Reproduce the stretch of lines from the one containing "Could you point out the white sneaker" through the last line, including both ends.

═════ DATASET ═════

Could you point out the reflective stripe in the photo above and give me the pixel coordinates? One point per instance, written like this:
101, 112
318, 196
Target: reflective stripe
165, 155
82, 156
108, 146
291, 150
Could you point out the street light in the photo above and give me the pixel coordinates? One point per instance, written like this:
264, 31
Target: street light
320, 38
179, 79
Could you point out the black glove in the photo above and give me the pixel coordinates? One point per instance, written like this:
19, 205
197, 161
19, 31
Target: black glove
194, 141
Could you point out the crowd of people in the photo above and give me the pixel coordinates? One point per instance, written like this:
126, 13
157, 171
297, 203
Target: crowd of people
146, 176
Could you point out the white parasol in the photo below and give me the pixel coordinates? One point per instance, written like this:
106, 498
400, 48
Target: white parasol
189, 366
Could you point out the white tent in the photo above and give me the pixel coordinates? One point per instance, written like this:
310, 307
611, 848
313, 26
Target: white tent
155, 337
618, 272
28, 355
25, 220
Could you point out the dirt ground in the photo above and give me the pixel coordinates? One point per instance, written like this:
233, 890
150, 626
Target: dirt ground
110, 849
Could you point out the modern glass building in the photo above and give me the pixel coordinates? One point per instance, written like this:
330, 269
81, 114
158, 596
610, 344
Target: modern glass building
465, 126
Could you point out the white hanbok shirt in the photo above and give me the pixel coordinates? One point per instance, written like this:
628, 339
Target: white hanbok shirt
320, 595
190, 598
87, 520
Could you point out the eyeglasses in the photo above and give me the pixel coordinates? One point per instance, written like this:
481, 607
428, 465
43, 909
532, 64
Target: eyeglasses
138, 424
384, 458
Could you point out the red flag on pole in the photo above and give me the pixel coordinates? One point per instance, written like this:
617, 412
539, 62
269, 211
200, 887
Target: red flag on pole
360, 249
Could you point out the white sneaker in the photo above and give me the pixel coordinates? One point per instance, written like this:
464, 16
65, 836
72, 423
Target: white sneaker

═════

### THE SOLUTION
Could you point out the white sneaker in the photo above and give me the pixel coordinates? One point per instance, written like this:
464, 16
65, 836
72, 423
Target: white sneaker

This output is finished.